— Start Extracted data —

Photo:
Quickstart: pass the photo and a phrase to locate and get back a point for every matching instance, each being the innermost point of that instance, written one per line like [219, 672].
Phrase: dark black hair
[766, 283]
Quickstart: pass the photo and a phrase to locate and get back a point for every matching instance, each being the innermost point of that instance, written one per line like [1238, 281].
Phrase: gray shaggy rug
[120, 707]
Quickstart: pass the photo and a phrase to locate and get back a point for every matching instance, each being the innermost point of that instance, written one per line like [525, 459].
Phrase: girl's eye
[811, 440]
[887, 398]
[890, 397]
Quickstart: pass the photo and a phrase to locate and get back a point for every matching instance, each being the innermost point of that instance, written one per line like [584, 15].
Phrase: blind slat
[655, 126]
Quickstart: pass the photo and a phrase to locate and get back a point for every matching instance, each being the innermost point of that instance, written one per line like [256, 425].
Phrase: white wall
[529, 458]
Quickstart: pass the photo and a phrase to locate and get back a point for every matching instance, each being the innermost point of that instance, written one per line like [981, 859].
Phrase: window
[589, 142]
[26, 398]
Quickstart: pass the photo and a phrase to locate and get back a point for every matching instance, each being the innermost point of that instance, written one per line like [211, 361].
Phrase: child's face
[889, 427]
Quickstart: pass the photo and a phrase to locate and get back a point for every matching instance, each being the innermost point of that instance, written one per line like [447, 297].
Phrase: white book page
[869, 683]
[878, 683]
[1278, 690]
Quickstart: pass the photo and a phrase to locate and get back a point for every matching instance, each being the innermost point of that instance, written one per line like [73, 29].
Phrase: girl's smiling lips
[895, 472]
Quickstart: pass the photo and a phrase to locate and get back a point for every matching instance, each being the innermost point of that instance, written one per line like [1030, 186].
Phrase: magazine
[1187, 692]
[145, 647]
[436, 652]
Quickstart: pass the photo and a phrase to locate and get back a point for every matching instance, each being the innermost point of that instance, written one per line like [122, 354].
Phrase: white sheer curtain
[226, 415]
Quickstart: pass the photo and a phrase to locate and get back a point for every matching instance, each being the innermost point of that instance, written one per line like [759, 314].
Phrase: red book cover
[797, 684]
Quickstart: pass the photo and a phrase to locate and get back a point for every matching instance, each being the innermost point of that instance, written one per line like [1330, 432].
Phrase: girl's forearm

— End Extracted data —

▶ [What to work on]:
Please arrange every answer line for all of the data above as one numbered list, leaving out blank lines.

▶ [Reply to the task]:
1. Photo:
2. Quickstart: pass the photo and a phrase to locate and get back a point for every matching instance, each being the innermost point of that instance, written one per line like [219, 672].
3. Phrase: dark black hair
4. [766, 283]
5. Quickstart: pass the photo and a phrase to locate and get back a point for every matching instance, each being the innermost point of that instance, written one per line like [1238, 281].
6. Phrase: gray shaggy rug
7. [120, 707]
8. Quickstart: pass the photo and a phrase to locate and get back a point for every matching instance, each being the innermost point of that instance, written one per line like [525, 459].
9. Phrase: girl's eye
10. [811, 440]
11. [887, 398]
12. [890, 397]
13. Quickstart: pass the photo and a phrase to locate and get back a point for every matching instance, each being the innermost point of that instance, written one per line like [584, 15].
14. Phrase: blind slat
15. [655, 126]
16. Quickstart: pass the photo and a phrase to locate and get back a point for every matching instance, each being the innermost point of that instance, written one per line like [256, 425].
17. Phrase: white wall
18. [529, 458]
19. Quickstart: pass the photo and a phrase to locate and get back a point for every matching instance, each being the innermost point of that instance, written one per line like [981, 859].
20. Phrase: window
21. [589, 142]
22. [26, 398]
23. Quickstart: pass the photo and a phrase to locate and get back a point for every matching instance, each being the innermost point of that instance, written one per line like [211, 361].
24. Phrase: child's face
25. [889, 427]
26. Quickstart: pass the photo and a phrase to locate and get back a point for every matching instance, each being the innermost point of that instance, written one per line like [447, 297].
27. Phrase: white book page
28. [869, 683]
29. [878, 683]
30. [1278, 690]
31. Quickstart: pass the photo and a phrase to locate and get back a point for every matching instance, each being the innermost point of that instance, written one per line like [73, 29].
32. Phrase: girl's smiling lips
33. [895, 472]
34. Quickstart: pass the photo and a phrase to locate and get back a point for every matching instance, each being the innermost point of that instance, written one per line like [1030, 186].
35. Phrase: magazine
36. [1187, 692]
37. [145, 647]
38. [436, 652]
39. Quickstart: pass the photo and a phrase to locate and get back a point for every matching instance, each being the innermost point of that instance, written one per line like [122, 354].
40. Phrase: white sheer curtain
41. [226, 415]
42. Quickstart: pass the photo and a phrase to locate and get back a point for every matching instance, each being the innermost point of that instance, written one per line like [759, 314].
43. Phrase: red book cover
44. [797, 684]
45. Quickstart: pass the photo and a phrase to locate and get back a point for every matching instance, each being the innermost point of that instance, written one per line like [1330, 432].
46. Phrase: girl's forearm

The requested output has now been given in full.